→ Objective: Starting at the line that contains "the fish fin" and continuing through the last line of the rows below, put those lines into a numbered list with blank lines omitted.

BEGIN Material for this task

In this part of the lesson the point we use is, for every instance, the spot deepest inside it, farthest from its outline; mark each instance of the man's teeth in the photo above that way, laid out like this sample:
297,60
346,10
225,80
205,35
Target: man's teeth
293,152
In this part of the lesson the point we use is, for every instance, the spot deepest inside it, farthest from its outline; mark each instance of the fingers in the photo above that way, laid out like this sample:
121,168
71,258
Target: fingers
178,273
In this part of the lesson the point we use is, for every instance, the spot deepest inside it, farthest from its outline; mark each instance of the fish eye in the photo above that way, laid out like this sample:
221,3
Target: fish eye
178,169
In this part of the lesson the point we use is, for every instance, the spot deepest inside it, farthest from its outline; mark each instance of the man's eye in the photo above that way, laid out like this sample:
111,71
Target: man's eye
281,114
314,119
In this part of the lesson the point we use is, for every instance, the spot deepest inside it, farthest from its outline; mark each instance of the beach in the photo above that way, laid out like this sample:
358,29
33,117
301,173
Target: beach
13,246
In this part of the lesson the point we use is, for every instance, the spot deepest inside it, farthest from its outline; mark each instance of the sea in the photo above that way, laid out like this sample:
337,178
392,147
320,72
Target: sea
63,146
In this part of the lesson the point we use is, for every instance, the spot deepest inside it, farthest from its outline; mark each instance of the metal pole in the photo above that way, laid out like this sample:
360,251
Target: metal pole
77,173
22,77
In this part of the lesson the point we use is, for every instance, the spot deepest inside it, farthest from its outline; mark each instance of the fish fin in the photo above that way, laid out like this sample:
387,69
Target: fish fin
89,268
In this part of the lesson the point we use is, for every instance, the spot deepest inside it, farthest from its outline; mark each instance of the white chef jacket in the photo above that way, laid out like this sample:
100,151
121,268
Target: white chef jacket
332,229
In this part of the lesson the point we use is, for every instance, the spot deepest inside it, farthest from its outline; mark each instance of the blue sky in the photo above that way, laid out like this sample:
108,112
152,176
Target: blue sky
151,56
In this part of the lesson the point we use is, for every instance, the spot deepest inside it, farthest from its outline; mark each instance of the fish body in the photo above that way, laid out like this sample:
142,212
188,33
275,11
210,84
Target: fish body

END Material for this task

→ Answer for this exercise:
1. In this part of the lesson the point we use is, for every instance, the spot deepest inside it, farthest from its outline; mark each instance of the fish fin in the photo above that way, laid out like this sample:
2. 387,69
3. Target: fish fin
4. 89,268
5. In this part of the lesson the point we use is, for every instance, the spot deepest inside it, farthest from its outline; mark each instance of the white chef jacket in the photo above that way, laid out like this sample:
6. 100,151
7. 121,268
8. Target: white chef jacket
9. 332,229
10. In this part of the lesson the point we use is, for every instance, the spot deepest inside it, farthest from its outline; mark each instance of the blue sky in the photo above that way, laid out like this sample:
11. 108,112
12. 152,176
13. Target: blue sky
14. 151,56
15. In this part of the lesson the point we use is, for every instance, the spot deepest inside it, farthest from its outline; mark each instance of the fish body in the photo above that way, laid out like this sample:
16. 142,212
17. 188,33
18. 275,11
19. 210,84
20. Target: fish body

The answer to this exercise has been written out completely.